Extract:
More Than 100 Nobel Laureates Demand Greenpeace End Anti-GMO Crusade

"GMOs are extensively tested and subjected to a higher degree of regulatory review than any other crops."
Greenpeace activists launched this written protest in a cornfield in Austria. The environmental organization has long opposed the spread of GMO crops.
Greenpeace activists launched this written protest in a cornfield in Austria. The environmental organization has long opposed the spread of GMO crops.
Credit: Laszlo Czika/Associated Press

A large group of Nobel laureates has accused Greenpeace of becoming anti-scientific fear mongers, as it called for the environmental group to end its campaign against genetically modified organisms.

A total of 108 Nobel laureates signed the open letter, titled "Why Greenpeace is Wrong about GMOs and Golden Rice, this week. The growing number of signatories pointed to Greenpeace's ardent resistance to the use of Vitamin-A enhanced Golden Rice, a GMO strain meant to alleviate nutritional deficiencies in the developing world. The laureates allege in the letter that the environmental group has led a "fact-challenged propaganda campaign against innovations in agricultural biotechnology."

"GMOs are extensively tested and subjected to a higher degree of regulatory review than any other crops and foods," the letter reads. "Greenpeace have also claimed that Golden Rice would not work; that it would not deliver enough vitamin A to be effective, or that it would produce so much as to be dangerous. All these claims are false."

The debate around GMOs has been fierce in recent years. Many people think the scientifically modified crops are unsafe and some have demanded products containing them should be labeled as such. But a May report from the National Academies of Science found GMOs were safe for humans and animals to eat, though it stated the farming method doesn't increase crop yield.

The report analyzed more than 1,000 studies and excluded those from biotech companies like Monsanto or DuPont, The New York Times notes.

Wilhelmina Pelegrina, a campaigner for Greenpeace Southeast Asia, denied the organization was blocking Golden Rice. She told The Huffington Post the GMO initiative "has failed as a solution and isn’t currently available for sale, even after more than 20 years of research."

Provided records:
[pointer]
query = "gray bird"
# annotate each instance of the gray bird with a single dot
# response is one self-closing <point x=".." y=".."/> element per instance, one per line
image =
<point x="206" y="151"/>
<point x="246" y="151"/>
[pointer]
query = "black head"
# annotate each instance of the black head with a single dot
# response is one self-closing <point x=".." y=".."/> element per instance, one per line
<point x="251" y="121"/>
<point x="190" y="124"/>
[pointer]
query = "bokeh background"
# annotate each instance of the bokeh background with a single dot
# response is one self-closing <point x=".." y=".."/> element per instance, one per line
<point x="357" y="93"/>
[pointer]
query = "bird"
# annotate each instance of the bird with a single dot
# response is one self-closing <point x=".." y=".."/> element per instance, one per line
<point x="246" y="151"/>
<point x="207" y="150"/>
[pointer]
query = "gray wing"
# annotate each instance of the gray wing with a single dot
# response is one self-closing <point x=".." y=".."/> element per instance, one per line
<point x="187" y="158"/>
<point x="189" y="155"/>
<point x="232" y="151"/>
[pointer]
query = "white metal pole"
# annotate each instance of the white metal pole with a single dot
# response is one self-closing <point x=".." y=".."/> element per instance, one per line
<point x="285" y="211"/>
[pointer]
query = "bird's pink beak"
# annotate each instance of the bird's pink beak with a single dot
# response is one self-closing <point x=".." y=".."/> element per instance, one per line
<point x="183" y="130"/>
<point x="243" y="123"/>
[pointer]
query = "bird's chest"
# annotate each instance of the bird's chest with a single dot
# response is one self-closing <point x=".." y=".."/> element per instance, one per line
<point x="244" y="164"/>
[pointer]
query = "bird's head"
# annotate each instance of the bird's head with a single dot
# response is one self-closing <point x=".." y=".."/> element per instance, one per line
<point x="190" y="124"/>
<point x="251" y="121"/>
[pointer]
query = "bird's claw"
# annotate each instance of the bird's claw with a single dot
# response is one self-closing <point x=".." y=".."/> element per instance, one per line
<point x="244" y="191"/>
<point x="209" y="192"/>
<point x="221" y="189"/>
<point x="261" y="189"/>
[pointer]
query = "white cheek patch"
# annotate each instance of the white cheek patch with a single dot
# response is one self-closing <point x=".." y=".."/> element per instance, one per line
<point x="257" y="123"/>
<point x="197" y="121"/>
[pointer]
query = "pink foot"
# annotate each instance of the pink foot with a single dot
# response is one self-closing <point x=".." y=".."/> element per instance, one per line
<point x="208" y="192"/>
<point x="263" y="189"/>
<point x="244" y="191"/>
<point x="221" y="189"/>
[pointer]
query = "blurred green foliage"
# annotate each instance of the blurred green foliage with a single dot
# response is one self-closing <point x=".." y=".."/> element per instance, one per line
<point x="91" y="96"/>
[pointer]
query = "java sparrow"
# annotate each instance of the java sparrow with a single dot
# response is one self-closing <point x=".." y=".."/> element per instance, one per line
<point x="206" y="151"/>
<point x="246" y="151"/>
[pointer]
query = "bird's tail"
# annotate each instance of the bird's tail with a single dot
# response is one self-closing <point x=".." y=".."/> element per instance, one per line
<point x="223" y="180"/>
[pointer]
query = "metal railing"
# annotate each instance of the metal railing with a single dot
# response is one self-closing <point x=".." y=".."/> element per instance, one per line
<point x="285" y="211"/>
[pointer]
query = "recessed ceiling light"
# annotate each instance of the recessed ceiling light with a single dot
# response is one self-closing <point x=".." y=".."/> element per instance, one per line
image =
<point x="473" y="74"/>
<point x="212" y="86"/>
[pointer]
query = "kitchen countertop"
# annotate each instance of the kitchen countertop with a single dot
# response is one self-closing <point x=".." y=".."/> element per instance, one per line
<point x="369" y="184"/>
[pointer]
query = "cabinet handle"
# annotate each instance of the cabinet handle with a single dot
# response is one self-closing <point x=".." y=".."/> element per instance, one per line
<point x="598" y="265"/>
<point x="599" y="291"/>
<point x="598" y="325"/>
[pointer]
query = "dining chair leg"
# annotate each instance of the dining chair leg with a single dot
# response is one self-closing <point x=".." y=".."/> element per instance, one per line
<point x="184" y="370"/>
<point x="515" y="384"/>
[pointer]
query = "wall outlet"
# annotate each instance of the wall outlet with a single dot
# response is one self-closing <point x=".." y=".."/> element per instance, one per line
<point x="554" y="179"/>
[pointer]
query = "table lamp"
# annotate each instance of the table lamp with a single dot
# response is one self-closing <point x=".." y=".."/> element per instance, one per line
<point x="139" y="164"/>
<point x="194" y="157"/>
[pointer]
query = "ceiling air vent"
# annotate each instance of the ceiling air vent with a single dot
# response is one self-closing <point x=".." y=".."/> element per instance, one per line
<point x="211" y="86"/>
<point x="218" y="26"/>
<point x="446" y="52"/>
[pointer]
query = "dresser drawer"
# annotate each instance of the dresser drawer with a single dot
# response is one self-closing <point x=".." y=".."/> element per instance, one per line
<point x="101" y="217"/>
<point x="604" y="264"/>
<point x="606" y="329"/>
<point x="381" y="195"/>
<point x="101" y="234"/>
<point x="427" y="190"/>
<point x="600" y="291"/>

How to complete this task: Reproduce the passage of the article on Nobel laureates and Greenpeace word for word, from "The debate around" to "York Times notes.".

Output:
The debate around GMOs has been fierce in recent years. Many people think the scientifically modified crops are unsafe and some have demanded products containing them should be labeled as such. But a May report from the National Academies of Science found GMOs were safe for humans and animals to eat, though it stated the farming method doesn't increase crop yield.

The report analyzed more than 1,000 studies and excluded those from biotech companies like Monsanto or DuPont, The New York Times notes.